• **TEXTAUSZUG**
....................

In anderen Filmen ist einer immer das Opfer und bekommt unsere Sympathie und Unterstützung. Wir können uns mit einem “Opfer“ gut identifizieren. Aber hier? Der ist doch nicht die Unschuld in Person? Wieso sagt er nicht frei heraus, was er alles weiß und wie er über Anschuldigungen von Gallien wirklich denkt? Allerdings, er antwortet doch, gewiss, und wie, bauernschlau, ausschweifend, dann wieder vollkommen logisch. Also? Sind es nicht die anderen, die ihm nicht richtig zuhören, die nicht bereit sind, seine Argumente zu begreifen? Gallien kommt ins Schwitzen, und wir auch. Dieses Frage- und Antwortspiel scheint zu verwässern, Martinaud bekommt immer mehr die Oberhand, piesackt seine beiden Kontrahenten ein ums andere Mal ob ihrer kleinkarierten Denkweise: „Meine Intelligenz und meine äußere Erscheinung sind höchst mittelmäßig, und die Mittelmäßigen haben sich abzufinden mit dem Erfolg von Ausnahme-Menschen. Sie applaudieren den begabtesten Aufsteigern, den Champions, aber der Erfolg ihresgleichen, der erbittert sie. Das trifft sie wie eine Ungerechtigkeit“.

....................

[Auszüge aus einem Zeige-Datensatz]

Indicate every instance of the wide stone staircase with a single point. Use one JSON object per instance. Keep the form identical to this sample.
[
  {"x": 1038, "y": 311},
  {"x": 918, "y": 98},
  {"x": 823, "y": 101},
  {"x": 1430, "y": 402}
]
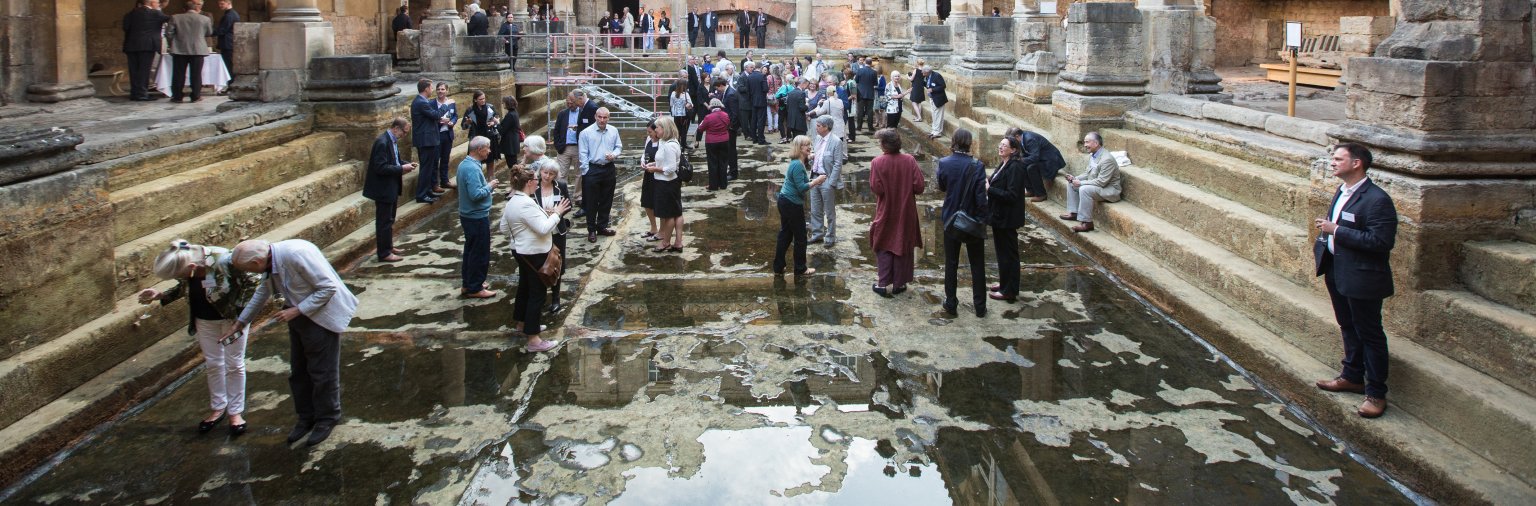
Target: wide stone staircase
[
  {"x": 1214, "y": 228},
  {"x": 251, "y": 173}
]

....................

• **AUFGABE 1**
Warum erbittert der Erfolg ihresgleichen die Mittelmäßigen, wie Martinaud es im Textauszug über sein Verhör durch Gallien darstellt? Antworte in ein bis drei Sätzen.
• **AUFGABE 2**
Greif den Textauszug über Martinauds Verhör durch Gallien an seinem Ende auf und schreib ihn weiter.
Die Zeilen braucht man für die Bearbeitung nicht.

• **ERGEBNIS 1**
Nach Martinaud müssen sich die Mittelmäßigen zwar mit dem Erfolg von Ausnahme-Menschen abfinden und applaudieren den begabtesten Aufsteigern. Der Erfolg ihresgleichen dagegen erbittert sie, weil er sie wie eine Ungerechtigkeit trifft.

• **ERGEBNIS 2**
Verdammt nochmal, Augenwischerei, faule Ausreden, Hinhaltetaktik. “Sie sind ein Verwirrungsstifter erster Ordnung“, nörgelt Gallien ganz richtig herum. Weil er die Rollen vertauscht sieht. Wer wird hier eigentlich verhört? Wer steht unter Verdacht? Und was haben denn bloß die häuslichen Verhältnisse von Monsieur mit der Sache zu tun? Die kaputte Ehe? Das leere Nebeneinander von Madame und Monsieur? Aber … andererseits, der Chef von Gallien, der sich inmitten des Silvestertrubels Bericht erstatten lässt, schiebt dazu ein paar Gedanken ein, die sich durchaus für diesen Fall anwenden lassen: “Ich habe festgestellt, dass die Mehrzahl der sexuell Abartigen vom Intellekt weit über dem Durchschnitt stehen. Deshalb sind sie auch so schwer zu überführen“.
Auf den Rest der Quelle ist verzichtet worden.